Aim of the exercise: Continue the passage on Barack Obama's background and faith, starting right after its final sentence.

Page excerpt:
= Beginning of Section =

Obama has only spent one term in the U.S. Senate as well as some time in his state legislature. He's the president of the Harvard Law Review. He has worked as a community organizer and ACORN, one of the organizations he has assisted (McCain has, too) is accused of registering voters who do not have a legal right to vote in the U.S. His father is from Kenya and that family is Muslim, although Barack himself was raised by his single, white American mother, often in poverty, and later for a while in the Philippines. She wanted him to experience various religions. Part of his schooling in the Philippines was at a Catholic school and part of it was at a public school with a variety of religions represented. The stuff about him being Muslim or having attended a Madrassa (the Pakistani extremist Muslim schools to raise up fine young suicide bombers) isn't just false. It's cruel, heinous lies being spread by people who will do anything to make McCain become president. Can you really trust their morals when they do things like that? Obama is a Christian and has never considered himself anything else. Yes, for years he attended what could be considered an extremist Black Liberation Theology-infused church. That's clearly very dangerous.

= End of Section =

Provided information:
= Beginning of Section =

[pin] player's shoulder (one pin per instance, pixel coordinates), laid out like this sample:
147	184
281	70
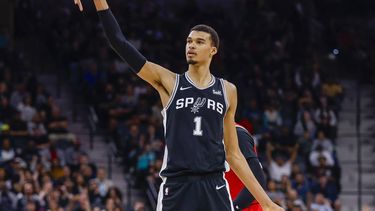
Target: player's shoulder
230	87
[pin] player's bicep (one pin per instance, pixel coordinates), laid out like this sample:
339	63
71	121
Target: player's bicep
157	76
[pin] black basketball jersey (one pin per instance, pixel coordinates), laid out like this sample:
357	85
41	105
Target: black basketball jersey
193	127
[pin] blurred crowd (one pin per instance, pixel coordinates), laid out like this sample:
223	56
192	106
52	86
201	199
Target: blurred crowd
275	53
42	166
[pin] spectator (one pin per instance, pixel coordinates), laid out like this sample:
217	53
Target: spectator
104	184
7	152
322	141
280	165
58	127
327	188
320	155
320	204
305	124
26	109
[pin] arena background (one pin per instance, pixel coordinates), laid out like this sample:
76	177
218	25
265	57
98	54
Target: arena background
75	122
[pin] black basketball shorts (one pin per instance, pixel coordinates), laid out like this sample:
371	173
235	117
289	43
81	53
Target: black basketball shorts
195	193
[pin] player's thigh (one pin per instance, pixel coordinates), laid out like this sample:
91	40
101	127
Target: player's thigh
215	195
177	196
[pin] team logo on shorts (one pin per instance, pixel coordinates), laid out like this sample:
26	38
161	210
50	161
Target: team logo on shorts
199	103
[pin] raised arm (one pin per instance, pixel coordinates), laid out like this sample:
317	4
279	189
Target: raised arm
235	158
159	77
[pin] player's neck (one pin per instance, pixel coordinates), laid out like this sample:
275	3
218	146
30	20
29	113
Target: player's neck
200	75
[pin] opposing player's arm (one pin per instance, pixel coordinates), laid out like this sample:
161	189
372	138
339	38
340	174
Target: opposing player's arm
235	158
159	77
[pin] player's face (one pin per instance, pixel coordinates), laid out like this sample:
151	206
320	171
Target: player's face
199	48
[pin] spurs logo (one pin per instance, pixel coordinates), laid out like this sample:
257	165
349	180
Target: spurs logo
198	104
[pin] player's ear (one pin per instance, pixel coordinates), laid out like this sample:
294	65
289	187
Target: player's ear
213	50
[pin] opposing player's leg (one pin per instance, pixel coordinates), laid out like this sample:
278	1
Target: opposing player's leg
245	198
216	195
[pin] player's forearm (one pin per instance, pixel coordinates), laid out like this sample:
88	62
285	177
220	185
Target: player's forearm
245	198
239	165
117	39
101	5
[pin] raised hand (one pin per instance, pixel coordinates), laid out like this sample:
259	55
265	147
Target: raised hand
79	3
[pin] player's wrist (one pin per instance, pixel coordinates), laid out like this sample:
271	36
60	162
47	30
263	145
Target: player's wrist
101	5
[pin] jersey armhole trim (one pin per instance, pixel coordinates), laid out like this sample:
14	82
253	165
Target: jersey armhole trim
225	94
173	92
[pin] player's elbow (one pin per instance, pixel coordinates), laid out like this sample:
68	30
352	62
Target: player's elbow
233	157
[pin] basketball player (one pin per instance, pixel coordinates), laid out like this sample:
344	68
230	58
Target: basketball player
243	200
198	115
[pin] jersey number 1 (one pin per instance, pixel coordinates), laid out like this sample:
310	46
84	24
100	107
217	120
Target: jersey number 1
198	126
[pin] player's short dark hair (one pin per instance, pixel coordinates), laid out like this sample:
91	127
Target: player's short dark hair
208	29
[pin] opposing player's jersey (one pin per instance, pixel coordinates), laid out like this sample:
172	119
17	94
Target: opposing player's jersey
193	127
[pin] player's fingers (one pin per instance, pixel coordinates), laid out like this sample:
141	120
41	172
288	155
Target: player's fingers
80	5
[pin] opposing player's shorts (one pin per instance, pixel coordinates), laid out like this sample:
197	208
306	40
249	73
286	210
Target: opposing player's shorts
253	207
208	192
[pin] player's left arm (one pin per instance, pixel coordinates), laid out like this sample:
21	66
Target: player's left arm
235	158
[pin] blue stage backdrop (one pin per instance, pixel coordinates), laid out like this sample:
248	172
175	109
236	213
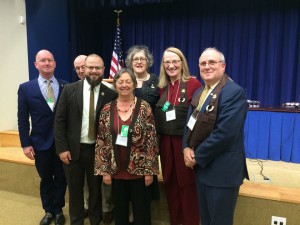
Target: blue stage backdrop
260	39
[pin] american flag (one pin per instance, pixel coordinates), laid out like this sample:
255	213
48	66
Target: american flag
117	61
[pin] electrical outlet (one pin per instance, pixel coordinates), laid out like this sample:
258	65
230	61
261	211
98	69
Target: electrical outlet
278	220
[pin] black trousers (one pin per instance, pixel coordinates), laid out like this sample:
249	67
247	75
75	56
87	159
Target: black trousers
53	182
135	191
75	173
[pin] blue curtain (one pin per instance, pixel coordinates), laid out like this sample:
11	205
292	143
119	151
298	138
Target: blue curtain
260	39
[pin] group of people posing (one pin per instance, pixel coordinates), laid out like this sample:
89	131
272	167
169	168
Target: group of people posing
108	137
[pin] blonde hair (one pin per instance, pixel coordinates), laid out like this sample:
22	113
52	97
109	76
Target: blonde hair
164	79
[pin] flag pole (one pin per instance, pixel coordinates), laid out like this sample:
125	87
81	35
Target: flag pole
117	61
118	18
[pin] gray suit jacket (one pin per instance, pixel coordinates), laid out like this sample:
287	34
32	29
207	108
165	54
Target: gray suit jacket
68	118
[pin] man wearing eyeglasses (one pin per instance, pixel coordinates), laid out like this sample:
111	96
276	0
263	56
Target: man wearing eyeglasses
75	129
37	101
214	140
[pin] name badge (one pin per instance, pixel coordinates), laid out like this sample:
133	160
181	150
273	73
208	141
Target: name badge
171	115
191	123
124	130
50	103
121	140
166	106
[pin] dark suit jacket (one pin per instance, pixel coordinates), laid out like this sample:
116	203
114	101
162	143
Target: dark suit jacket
68	119
221	157
31	103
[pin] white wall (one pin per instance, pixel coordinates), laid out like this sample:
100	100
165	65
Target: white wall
13	58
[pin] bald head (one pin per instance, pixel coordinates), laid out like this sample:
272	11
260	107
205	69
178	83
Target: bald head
79	66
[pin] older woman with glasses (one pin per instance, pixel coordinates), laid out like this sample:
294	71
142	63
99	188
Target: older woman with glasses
139	59
177	87
126	150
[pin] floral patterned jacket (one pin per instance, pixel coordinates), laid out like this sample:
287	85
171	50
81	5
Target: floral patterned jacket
143	154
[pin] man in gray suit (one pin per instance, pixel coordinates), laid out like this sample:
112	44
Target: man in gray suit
75	141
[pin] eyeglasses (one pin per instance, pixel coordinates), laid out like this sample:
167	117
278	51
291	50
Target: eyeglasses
142	59
79	67
94	67
209	63
46	60
174	62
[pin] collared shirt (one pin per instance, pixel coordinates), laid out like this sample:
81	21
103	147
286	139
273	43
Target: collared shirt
210	90
43	86
85	112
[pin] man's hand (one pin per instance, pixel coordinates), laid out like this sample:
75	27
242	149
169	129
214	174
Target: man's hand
65	157
29	152
148	180
189	157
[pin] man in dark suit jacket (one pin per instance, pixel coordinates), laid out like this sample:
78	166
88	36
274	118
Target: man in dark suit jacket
38	144
219	160
76	148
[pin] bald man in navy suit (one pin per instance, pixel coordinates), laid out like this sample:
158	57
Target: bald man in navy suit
213	143
38	143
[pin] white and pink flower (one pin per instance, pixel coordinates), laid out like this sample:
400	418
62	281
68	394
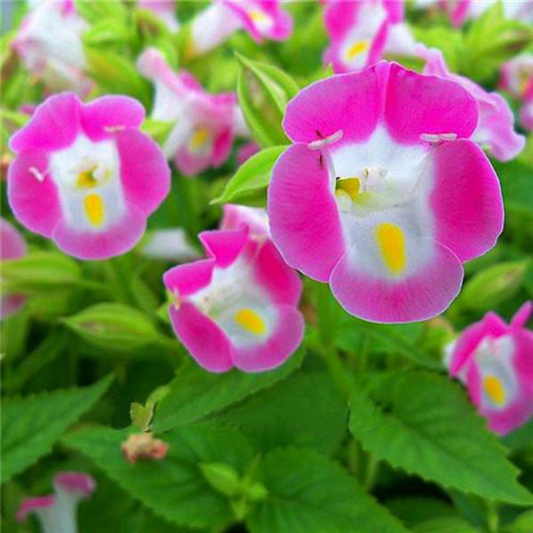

= End of Section =

Task answer:
He might even sympathize with black Americans (actual African or part-African immigrants or African-Americans, which are all the same bunch of untrustworthy, lazy, uppity thieves who want to be babied, right?). Excuse me for throwing up. Get over it, people. Yes, if you oppress and subjugate a group of people for a generations, treat them worse than draft animals and continue to keep them from advancing themselves by maintaining your prejudiced views, they won't quite be able to keep up with the privileged white majority. Stop blaming them for your ancestors' and your hypocritical, anti-Christian, cruel, inhumane treatment of your fellow human beings. Stop listening to the white supremacists who claim they should just haul themselves up by their own bootstraps. Few other immigrant groups faced the kind of prejudice and oppression that blacks do, and they had the other immigrants had the tremendous advantage of blending in after a generation.

Besides that, he has fairly moderate, mainstream views and actually cares about average Americans.

Most important, vote. Don't let the Republicans disenfranchise you, because they are trying to.